Look below for the line with "[indicate] the smiling open". Extract that line and each one after it through the last, word for word.

- - -

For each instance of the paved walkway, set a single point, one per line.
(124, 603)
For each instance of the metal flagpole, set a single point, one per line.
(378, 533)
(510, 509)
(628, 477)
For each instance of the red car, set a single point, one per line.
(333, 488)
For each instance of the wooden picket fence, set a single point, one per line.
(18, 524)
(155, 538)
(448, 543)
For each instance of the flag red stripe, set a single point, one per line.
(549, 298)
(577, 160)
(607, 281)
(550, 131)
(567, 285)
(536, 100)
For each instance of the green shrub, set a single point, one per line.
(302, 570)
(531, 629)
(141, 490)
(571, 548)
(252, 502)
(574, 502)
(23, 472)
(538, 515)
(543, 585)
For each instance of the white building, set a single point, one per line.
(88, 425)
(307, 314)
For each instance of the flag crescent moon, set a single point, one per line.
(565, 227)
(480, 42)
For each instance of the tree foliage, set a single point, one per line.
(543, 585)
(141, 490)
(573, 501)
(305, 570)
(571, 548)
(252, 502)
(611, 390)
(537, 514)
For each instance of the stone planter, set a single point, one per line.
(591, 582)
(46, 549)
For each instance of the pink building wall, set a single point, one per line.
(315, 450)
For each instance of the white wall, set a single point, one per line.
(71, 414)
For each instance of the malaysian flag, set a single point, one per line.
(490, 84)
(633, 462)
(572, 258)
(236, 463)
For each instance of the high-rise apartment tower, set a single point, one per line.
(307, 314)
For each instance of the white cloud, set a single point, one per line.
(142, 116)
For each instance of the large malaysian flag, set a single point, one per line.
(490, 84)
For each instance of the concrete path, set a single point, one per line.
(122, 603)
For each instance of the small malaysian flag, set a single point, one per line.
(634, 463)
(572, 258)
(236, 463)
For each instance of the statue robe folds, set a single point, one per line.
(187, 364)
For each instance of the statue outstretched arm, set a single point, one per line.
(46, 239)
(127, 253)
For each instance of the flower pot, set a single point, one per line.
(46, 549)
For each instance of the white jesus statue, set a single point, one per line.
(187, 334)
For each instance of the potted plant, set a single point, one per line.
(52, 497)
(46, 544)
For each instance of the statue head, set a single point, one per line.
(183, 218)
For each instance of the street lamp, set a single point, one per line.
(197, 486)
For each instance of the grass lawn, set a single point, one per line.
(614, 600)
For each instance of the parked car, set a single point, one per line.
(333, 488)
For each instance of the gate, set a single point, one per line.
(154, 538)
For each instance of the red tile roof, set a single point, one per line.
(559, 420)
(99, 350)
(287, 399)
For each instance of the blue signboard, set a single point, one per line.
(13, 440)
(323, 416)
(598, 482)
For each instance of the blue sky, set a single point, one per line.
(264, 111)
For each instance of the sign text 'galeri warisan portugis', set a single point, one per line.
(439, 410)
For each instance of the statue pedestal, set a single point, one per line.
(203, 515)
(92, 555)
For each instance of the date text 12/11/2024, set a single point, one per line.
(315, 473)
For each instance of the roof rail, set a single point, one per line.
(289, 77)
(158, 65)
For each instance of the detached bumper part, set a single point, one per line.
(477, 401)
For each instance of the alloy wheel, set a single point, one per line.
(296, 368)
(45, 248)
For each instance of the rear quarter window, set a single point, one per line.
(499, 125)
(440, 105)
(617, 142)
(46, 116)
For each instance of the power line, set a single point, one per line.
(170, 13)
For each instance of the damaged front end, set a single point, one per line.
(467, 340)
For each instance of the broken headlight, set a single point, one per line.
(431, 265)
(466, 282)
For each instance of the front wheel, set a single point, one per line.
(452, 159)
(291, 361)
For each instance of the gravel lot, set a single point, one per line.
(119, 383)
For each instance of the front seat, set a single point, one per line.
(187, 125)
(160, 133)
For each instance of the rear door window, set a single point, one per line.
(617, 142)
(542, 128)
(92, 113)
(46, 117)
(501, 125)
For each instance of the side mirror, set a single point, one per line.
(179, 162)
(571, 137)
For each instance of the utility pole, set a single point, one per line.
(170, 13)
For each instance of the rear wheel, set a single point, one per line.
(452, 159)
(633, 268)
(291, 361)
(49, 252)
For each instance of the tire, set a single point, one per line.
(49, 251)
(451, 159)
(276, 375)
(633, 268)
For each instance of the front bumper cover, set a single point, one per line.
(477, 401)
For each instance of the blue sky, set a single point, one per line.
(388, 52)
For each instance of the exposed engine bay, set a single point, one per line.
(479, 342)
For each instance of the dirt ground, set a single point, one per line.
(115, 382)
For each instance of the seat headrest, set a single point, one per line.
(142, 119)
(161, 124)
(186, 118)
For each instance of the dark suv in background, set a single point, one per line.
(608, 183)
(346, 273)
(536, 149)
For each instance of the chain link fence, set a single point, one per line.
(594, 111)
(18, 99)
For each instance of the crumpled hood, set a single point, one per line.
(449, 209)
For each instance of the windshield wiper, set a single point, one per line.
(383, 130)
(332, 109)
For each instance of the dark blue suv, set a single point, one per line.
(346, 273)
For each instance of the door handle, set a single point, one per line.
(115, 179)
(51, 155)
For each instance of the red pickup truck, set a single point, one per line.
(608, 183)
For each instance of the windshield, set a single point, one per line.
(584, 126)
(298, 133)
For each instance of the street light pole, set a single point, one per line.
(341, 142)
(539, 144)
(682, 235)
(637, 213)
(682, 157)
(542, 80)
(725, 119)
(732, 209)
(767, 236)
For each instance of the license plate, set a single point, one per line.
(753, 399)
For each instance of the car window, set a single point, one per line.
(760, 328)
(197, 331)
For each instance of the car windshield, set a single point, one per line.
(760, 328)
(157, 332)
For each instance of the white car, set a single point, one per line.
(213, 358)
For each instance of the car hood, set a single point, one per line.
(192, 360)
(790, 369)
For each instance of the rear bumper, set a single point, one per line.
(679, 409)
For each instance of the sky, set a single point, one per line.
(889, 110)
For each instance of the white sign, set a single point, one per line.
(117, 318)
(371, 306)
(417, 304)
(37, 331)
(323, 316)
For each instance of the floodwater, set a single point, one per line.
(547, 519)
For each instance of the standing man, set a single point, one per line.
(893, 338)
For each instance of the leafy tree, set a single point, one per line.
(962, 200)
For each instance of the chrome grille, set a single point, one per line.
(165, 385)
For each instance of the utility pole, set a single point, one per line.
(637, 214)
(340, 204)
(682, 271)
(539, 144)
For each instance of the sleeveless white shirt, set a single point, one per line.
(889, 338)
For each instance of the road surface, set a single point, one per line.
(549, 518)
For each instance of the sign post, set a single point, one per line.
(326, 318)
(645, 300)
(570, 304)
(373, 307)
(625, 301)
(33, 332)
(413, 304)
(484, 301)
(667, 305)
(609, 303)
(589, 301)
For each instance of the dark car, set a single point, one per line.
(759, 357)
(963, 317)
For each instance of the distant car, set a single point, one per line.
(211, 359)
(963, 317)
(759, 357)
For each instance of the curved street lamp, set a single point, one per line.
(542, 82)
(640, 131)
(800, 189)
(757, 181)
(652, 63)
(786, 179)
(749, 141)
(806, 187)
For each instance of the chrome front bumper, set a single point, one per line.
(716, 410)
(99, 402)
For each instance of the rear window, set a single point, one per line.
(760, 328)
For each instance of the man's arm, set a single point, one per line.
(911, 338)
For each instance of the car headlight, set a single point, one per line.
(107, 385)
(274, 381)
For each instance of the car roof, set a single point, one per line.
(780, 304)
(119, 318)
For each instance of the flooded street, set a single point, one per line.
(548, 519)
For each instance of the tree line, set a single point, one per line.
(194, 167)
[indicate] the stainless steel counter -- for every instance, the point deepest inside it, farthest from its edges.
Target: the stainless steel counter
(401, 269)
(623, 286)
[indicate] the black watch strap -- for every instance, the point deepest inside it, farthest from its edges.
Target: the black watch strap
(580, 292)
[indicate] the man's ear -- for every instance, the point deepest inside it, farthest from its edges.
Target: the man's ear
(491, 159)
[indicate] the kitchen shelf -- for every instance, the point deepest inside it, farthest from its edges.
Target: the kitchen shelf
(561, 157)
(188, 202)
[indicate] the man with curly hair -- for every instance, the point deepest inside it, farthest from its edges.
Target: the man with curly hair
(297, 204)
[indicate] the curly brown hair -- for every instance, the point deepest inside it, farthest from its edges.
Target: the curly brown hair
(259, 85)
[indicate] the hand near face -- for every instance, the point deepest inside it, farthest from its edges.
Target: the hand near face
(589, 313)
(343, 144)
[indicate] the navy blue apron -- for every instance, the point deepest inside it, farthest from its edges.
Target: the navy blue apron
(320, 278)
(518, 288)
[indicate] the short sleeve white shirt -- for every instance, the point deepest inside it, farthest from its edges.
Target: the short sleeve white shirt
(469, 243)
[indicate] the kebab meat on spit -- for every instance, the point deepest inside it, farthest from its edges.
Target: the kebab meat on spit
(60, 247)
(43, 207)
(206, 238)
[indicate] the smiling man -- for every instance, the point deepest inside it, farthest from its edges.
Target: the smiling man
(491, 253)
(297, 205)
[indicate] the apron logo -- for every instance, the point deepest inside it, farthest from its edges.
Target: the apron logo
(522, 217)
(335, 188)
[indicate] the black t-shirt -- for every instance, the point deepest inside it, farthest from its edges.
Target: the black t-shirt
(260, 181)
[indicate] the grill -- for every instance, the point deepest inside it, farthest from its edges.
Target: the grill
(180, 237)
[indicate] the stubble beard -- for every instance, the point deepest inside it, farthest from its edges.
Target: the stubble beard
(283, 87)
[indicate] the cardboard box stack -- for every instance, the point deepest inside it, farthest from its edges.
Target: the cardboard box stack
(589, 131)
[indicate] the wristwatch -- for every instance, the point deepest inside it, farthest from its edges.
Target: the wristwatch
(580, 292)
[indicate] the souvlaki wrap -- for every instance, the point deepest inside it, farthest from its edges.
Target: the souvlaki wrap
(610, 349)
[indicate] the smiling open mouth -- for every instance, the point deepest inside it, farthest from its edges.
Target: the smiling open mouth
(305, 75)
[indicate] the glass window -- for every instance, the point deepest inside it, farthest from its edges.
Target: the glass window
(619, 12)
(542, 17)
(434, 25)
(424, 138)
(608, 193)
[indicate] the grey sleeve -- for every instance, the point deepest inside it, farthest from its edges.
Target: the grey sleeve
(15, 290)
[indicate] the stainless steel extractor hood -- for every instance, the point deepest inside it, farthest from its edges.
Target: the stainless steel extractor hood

- - -

> **RESPONSE**
[indicate] the smiling open mouth -- for every instance, the point deepest inside it, farthest from its edges.
Target: the smiling open mouth
(305, 75)
[indicate] the glass window -- for every instance, the point deepest inside it, farthest from its edges.
Target: the glass window
(619, 12)
(542, 17)
(434, 25)
(424, 138)
(608, 193)
[indicate] the grey sleeve -- for every instance, the point deepest inside it, farthest from its edges.
Target: the grey sleeve
(15, 290)
[indicate] the stainless steel extractor hood -- for every instance, the point deepest inside it, farthest from its edges.
Target: the stainless steel extractor hood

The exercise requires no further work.